■ **OPDRACHT 1**:
Neem uit de tekst over het militaire invaliditeitspensioen letterlijk het deel over dat begint bij "Appellant is in" en eindigt bij "militaire dienst ontslagen.".
■ **OPDRACHT 2**:
Ga verder met de tekst over het militaire invaliditeitspensioen, te beginnen na de laatste zin die er staat.

■ **GECITEERDE PASSAGE**:
══════════

Appellant is in 1987 opgekomen in militaire dienst en was werkzaam als chauffeur. Op 16 maart 1988 is appellant een ongeval overkomen, waarbij hij met zijn voertuig tegen een tank is aangereden en met zijn hoofd en rug tegen een deurstijl is gestoten. Dit ongeval is aangemerkt als dienstongeval. Op 2 november 1989 heeft een militair geneeskundig onderzoek plaatsgevonden, met als uitkomst dat voor de rugklachten van appellant verband met de militaire dienst is aangenomen. Het invaliditeitspercentage is op minder dan 10% vastgesteld. Per 1 juli 1990 is appellant uit de militaire dienst ontslagen.
1.2.
Op 23 maart 2010 heeft appellant verzocht om toekenning van een militair invaliditeitspensioen. Hij heeft daaraan ten grondslag gelegd dat hij in toenemende mate klachten heeft aan zijn rug, nek, rechterschouder, rechterelleboog, benen en ogen.
1.3.
Op 19 mei 2010 is appellant onderzocht door de verzekeringsarts I.P.L. Koperberg. Voorts is appellant onderzocht door de medisch specialistisch adviseur dr. A.R. Koomen. Koperberg concludeerde in zijn rapportage van 21 oktober 2010, mede op grond van de conclusies van Koomen, dat geen objectieve afwijkingen aan de benen kunnen worden vastgesteld, zodat geen sprake is van een ziekte en/of gebrek in de zin van de militaire pensioenwetgeving. Voor de klachten aan de nek, rechterschouder, rechterelleboog en ogen is geen verband met de militaire dienst aannemelijk geacht. Voor de aandoening van de spieren van de lendenwervelkolom is een mate van invaliditeit van 10% vastgesteld.
1.4.
Bij besluit van 16 december 2010, na bezwaar gehandhaafd bij besluit van 13 juni 2012 (bestreden besluit), heeft de minister appellant een militair invaliditeitspensioen toegekend naar een mate van invaliditeit van 10%.

══════════

■ **Lokalisatiegegevens met één punt per exemplaar**:

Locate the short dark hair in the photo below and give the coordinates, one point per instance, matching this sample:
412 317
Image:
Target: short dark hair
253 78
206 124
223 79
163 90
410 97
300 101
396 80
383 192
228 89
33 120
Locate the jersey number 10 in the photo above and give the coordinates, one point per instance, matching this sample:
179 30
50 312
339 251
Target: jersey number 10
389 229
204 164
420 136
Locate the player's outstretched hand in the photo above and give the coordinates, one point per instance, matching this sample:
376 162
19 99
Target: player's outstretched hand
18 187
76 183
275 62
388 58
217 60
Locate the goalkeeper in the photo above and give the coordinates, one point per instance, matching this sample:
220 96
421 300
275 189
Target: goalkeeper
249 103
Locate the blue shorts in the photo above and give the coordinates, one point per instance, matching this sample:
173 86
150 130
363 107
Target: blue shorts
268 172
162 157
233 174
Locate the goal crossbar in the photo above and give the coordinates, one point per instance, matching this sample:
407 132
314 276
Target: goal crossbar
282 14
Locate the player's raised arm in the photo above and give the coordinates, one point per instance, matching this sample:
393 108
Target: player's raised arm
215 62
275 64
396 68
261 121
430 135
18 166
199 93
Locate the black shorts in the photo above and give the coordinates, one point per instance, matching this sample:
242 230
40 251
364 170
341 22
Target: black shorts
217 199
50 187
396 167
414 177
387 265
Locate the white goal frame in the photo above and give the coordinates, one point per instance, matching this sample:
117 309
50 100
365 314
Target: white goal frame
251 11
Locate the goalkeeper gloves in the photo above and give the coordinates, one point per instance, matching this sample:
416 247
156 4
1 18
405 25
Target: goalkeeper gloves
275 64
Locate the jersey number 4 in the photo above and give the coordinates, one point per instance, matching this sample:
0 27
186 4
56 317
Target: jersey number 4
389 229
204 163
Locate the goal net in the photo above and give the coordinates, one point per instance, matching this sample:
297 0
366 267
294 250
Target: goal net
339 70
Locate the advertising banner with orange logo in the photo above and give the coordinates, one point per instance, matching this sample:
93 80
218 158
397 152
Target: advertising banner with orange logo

══════════

■ **RESULTAAT 1**:
Appellant is in 1987 opgekomen in militaire dienst en was werkzaam als chauffeur. Op 16 maart 1988 is appellant een ongeval overkomen, waarbij hij met zijn voertuig tegen een tank is aangereden en met zijn hoofd en rug tegen een deurstijl is gestoten. Dit ongeval is aangemerkt als dienstongeval. Op 2 november 1989 heeft een militair geneeskundig onderzoek plaatsgevonden, met als uitkomst dat voor de rugklachten van appellant verband met de militaire dienst is aangenomen. Het invaliditeitspercentage is op minder dan 10% vastgesteld. Per 1 juli 1990 is appellant uit de militaire dienst ontslagen.

■ **RESULTAAT 2**:
2. Bij de aangevallen uitspraak heeft de rechtbank het beroep tegen het bestreden besluit ongegrond verklaard. Daartoe heeft de rechtbank, samengevat, overwogen dat geen aanleiding bestaat om te twijfelen aan de juistheid van de conclusie van de minister, omdat niet is gebleken dat het onderzoek op onzorgvuldige wijze heeft plaatsgevonden. De verzekeringsarts heeft appellant laten onderzoeken door een deskundig arts en heeft informatie opgevraagd bij de behandelend sector. Van de zijde van appellant zijn geen objectief medische verklaringen overgelegd die twijfel oproepen aan de juistheid van de medische grondslag van het bestreden besluit of die steun bieden aan een andersluidend oordeel.
3. Appellant heeft zich in hoger beroep tegen deze uitspraak gekeerd. Hij stelt zich op het standpunt dat uit de beschikbare medische gegevens blijkt dat zijn medische situatie sinds het ongeval is verslechterd. De vaststelling van een invaliditeitspercentage van 10% doet geen recht aan de klachten en beperkingen die hij ondervindt. Hij verwijst onder meer naar het door hem in beroep overgelegde arbeidsmedisch belastbaarheidsonderzoek van onderzoeksbureau Lytton en de aan hem verstrekte gehandicapten parkeervoorziening.
4. De Raad komt tot de volgende beoordeling.
4.1.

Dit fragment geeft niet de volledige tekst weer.